→ Stored rows:
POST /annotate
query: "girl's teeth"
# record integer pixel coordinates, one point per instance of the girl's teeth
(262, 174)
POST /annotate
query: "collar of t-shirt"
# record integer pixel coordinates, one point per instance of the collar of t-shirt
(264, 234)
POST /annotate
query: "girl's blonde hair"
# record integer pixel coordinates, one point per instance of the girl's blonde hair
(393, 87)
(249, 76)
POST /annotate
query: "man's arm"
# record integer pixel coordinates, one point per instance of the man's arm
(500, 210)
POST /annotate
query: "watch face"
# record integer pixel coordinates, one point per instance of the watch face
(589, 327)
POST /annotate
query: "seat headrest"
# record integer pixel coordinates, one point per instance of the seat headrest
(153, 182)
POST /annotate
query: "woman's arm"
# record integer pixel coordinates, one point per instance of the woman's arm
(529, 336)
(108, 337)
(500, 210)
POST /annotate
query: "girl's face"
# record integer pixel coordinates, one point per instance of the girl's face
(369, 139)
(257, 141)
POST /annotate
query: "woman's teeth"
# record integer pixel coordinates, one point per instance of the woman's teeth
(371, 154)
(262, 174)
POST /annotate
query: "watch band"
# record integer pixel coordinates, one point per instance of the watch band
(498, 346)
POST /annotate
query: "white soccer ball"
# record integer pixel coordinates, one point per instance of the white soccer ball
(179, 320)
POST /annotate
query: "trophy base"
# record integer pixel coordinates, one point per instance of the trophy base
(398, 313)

→ Written problem:
Reproduce all of the material above verbatim, keeping every line in its original order.

→ Result:
POST /annotate
query: "girl's teeth"
# record integer pixel coordinates, one point per instance of the girl's teeth
(262, 174)
POST /annotate
query: "collar of t-shirt"
# record integer pixel coordinates, one point per instance of the collar of t-shirt
(264, 234)
POST /annotate
query: "girl's blonde hair"
# record integer pixel coordinates, one point per instance of the girl's blonde hair
(393, 87)
(249, 76)
POST /annotate
query: "man's arm"
# record integer pixel coordinates, one point per instance of the man's arm
(500, 210)
POST /annotate
query: "watch face"
# record integer pixel coordinates, one point per instance of the watch face
(589, 327)
POST /annotate
query: "seat headrest"
# record integer pixel coordinates, one point per instance of the seat headrest
(153, 182)
POST /annotate
query: "woman's arm"
# record integer pixel coordinates, one point per instance of the woman's arm
(529, 336)
(108, 337)
(500, 210)
POST /annotate
query: "girl's face"
# record integer pixel coordinates, one point per instance of the girl's face
(369, 139)
(257, 141)
POST /annotate
query: "woman's teeth"
# record integer pixel coordinates, one point per instance of the woman's teeth
(371, 154)
(262, 174)
POST /annotate
query: "watch band"
# record integer pixel coordinates, one point per instance of the watch band
(498, 346)
POST /annotate
query: "white soccer ball"
# record integer pixel coordinates, one point per instance of the white soccer ball
(179, 320)
POST /annotate
query: "trophy base"
# record integer pixel coordinates, one point per instance of the trophy base
(398, 313)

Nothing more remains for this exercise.